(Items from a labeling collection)
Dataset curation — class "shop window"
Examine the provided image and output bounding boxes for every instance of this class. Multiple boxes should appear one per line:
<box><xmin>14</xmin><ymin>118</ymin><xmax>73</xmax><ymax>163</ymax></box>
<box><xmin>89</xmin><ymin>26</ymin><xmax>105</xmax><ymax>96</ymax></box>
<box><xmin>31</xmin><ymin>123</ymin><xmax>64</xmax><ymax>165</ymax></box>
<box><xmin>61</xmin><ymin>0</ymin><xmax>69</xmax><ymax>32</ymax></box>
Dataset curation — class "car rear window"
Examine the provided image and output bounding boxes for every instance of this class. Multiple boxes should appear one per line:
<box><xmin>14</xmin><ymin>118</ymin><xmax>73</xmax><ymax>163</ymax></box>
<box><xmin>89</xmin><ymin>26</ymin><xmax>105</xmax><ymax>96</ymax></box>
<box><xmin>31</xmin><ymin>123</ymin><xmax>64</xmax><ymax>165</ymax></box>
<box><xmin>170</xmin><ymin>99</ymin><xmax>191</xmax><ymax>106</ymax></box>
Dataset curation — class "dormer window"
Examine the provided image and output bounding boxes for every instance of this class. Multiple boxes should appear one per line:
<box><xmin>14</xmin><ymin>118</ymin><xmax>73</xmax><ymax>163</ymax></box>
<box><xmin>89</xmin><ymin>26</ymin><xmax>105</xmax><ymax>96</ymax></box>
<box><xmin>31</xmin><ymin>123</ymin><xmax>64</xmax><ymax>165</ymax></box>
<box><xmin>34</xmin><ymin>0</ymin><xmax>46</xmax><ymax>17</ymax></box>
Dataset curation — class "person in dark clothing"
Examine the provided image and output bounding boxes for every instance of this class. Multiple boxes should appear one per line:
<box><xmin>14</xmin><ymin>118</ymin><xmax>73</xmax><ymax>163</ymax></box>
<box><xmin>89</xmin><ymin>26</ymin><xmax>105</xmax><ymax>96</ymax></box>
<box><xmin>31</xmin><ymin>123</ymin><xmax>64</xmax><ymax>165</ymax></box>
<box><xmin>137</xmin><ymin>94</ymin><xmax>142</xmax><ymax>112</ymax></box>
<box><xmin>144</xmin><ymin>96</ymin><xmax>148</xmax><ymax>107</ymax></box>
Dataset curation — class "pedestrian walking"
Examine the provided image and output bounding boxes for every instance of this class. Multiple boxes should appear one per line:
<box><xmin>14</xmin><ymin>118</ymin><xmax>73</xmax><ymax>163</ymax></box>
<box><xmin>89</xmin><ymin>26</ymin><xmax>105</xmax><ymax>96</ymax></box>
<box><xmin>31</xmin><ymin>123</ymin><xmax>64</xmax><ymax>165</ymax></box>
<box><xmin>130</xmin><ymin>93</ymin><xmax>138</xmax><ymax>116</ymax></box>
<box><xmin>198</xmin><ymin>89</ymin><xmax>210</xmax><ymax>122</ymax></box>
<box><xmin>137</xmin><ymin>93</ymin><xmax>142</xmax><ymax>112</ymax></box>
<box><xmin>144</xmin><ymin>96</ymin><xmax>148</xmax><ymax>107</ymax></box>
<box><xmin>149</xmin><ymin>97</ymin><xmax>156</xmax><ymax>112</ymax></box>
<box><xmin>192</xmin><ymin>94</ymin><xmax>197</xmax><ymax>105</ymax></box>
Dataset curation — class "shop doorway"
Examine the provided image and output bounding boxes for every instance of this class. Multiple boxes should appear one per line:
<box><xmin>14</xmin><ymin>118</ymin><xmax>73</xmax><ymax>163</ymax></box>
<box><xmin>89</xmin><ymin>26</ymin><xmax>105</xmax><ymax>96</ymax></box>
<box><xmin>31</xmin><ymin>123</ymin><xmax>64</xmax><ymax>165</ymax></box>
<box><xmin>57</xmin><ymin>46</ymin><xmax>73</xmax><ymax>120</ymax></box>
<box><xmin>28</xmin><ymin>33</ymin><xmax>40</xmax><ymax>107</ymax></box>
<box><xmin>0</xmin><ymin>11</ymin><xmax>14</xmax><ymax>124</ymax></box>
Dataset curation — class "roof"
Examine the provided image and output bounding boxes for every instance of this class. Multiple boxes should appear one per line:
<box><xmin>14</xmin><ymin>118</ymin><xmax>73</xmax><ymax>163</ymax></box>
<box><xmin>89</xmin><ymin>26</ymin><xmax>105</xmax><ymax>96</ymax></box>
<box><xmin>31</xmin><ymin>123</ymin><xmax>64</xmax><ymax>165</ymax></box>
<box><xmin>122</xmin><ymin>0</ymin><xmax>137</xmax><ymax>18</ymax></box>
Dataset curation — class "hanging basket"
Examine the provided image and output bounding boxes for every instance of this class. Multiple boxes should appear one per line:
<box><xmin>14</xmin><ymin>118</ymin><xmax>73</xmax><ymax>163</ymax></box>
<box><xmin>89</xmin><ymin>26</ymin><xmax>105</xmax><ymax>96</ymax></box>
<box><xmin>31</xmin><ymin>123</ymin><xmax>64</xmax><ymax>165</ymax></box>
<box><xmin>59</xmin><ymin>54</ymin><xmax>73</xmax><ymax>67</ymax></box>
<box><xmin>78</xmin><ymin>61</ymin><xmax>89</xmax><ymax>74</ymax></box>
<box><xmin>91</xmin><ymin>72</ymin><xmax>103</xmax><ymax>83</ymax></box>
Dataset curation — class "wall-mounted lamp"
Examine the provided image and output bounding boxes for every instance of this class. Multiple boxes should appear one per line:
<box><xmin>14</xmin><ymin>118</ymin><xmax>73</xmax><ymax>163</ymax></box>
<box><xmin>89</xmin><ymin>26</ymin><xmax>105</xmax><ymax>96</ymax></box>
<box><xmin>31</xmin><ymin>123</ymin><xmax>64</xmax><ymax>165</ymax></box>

Task prompt =>
Show each line of the records above that contains the string "Dataset".

Correct output =>
Dataset curation — class "shop window"
Dataset curation — class "car rear window"
Dataset curation — class "dormer window"
Dataset curation — class "person in dark clothing"
Dataset curation — class "pedestrian walking"
Dataset curation — class "shop doorway"
Dataset curation — class "roof"
Dataset curation — class "hanging basket"
Dataset curation — class "wall-mounted lamp"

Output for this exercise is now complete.